Texte retenu -
····················

À Claveau, les idées poussent

La rénovation de la cité-jardin, construite à Bacalan par la ville de Bordeaux dans les années 1950, est un projet urbain inédit où les habitants sont très impliqués.

 

 

Lovée entre le Pont d’Aquitaine et la Garonne, la cité Claveau, ignorée des Bordelais, repliée sur elle-même, vieillissait inexorablement en même temps que ses habitants, installés là pour certains d’entre eux depuis la construction dans les années1950. Une première rénovation dans les années 1980 n’a pas suffi à empêcher la lente dégradation des maisons et des espaces publics, abandonnés aux herbes folles, aux voitures et à l’errance de certains jeunes.

Répondre aux besoins de confort de la population, dévoiler le charme caché de la cité et régénérer son esprit village, telle est l’ambition du bailleur social Aquitanis, propriétaire actuel d’une grande partie des maisons. Géraldine Bensacq, pilote du projet de rénovation, l’a présenté à L’Observatoire.

 

À la carte

En 2014, un projet de réhabilitation inédit est validé, associant tous les acteurs concernés : Aquitanis, les habitants, des architectes et paysagistes, des bâtisseurs et les collectivités. Tous se réunissent, font l’état des lieux et, pas à pas, définissent ce qu’ils veulent : valoriser l’existant des maisons, engager les travaux essentiels (toiture, isolation, chauffage…), organiser des ateliers pour former des résidents à l’auto-réhabilitation de leur logement, ouvrir les jardins, requalifier les places, en changer l’usage et régénérer l’esprit village. Les acteurs, multiples, doivent travailler ensemble, sortir de leur zone de confort car il n’y a pas de plan-guide. C’est un grand défi. La rénovation est progressive, à la carte. « On avance pas à pas, îlot par îlot, maison par maison » explique Géraldine Bensacq. La lenteur est féconde car elle permet l’adhésion des résidents. Plus de la moitié des pavillons est restaurée à ce jour.

····················

Votre tâche - Rédigez la suite du texte sur la rénovation de la cité Claveau, à partir de sa dernière phrase. Le matériel qui suit n'a aucun rapport avec le texte.

Relevés d'annotation par coordonnées
····················

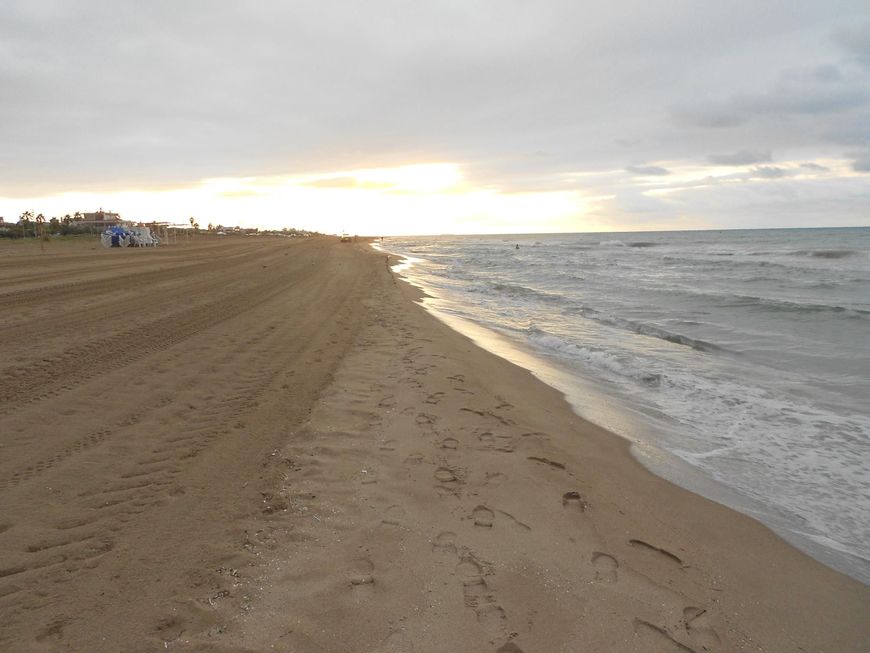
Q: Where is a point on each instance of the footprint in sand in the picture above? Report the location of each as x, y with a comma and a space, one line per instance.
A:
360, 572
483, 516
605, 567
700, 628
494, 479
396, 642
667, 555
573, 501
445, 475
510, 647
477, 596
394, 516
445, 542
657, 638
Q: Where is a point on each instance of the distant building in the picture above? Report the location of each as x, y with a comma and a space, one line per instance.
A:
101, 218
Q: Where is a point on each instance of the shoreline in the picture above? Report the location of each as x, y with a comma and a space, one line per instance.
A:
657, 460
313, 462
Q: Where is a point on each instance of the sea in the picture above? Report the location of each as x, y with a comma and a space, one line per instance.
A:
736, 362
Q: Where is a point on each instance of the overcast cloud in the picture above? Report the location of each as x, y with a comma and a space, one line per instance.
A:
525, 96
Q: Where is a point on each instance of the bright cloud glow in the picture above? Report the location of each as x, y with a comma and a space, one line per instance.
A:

····················

Réponse -
 

Une maison pour les roses

Que Claveau retrouve sa vocation de cité-jardin, c’est un des objectifs des acteurs. Il fallait requalifier les espaces communs dégradés : les maisons ont chacune un jardin très clôturé en général, pourquoi ne pas les ouvrir et les agrandir en empiétant sur les vastes espaces libres, créer des coins pique-niques à l’ombre des grands arbres, bien canaliser les voitures et embellir le riche réseau de sentes. « On a d’abord créé une pépinière avec les habitants pour constituer une réserve de végétaux pour les jardins et pour planter des arbres sur les places puis on a réalisé un potager commun et enfin une roseraie » précise Géraldine Bensacq. Dans les jardins et sur le seuil des maisons, des rosiers, parfois très anciens, ravissent les promeneurs au printemps. Pourquoi ne pas créer une roseraie au milieu de la cité pour les conserver et les échanger ? Bonne idée : des étudiants paysagistes conçoivent une Maison de la rose, installée un cœur d’un îlot de maisons et les habitants sont invités à y planter des boutures de leurs rosiers.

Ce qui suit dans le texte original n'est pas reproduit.